• [TASK PROMPT]:
Extract each line in the records below that contains the string "Example", and copy those lines unchanged.

• [EXTRACTED ENTRIES]:
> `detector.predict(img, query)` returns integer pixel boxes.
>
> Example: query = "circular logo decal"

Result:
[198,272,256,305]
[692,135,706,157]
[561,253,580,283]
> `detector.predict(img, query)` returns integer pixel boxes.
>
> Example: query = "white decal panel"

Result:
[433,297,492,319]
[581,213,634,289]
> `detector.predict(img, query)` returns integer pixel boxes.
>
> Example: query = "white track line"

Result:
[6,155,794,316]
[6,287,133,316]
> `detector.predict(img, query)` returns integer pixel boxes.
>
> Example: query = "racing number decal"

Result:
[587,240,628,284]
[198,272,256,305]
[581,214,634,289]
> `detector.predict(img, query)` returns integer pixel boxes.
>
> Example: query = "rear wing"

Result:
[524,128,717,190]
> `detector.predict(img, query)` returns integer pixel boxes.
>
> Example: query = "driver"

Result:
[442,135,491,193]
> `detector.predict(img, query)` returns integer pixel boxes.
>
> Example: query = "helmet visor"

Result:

* * *

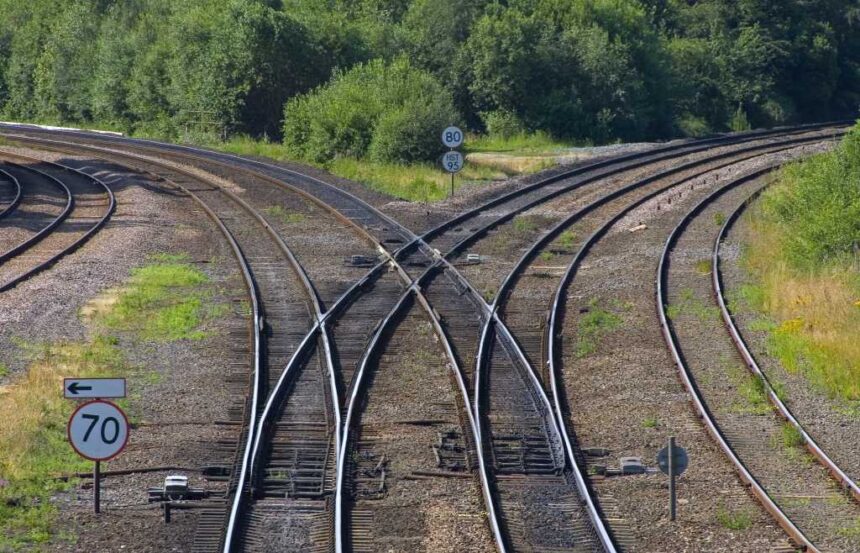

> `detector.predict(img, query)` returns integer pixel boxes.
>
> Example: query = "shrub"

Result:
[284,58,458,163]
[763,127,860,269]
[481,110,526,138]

...

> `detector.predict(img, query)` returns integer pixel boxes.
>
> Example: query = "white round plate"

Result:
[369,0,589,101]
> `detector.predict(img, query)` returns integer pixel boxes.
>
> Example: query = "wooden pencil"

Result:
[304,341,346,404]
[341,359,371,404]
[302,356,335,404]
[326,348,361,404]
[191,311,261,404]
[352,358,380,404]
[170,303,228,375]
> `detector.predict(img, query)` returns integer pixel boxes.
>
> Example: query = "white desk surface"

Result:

• [RESPONSE]:
> Example: query = "circular logo decal"
> Example: query = "white decal panel"
> Example: query = "white track line"
> Example: query = "racing number decal"
> Example: query = "rear wing"
> Example: query = "driver"
> Example: query = "helmet visor"
> Example: query = "shrub"
> Example: query = "white round plate"
> Example: query = "wooden pencil"
> Example: query = "white desk surface"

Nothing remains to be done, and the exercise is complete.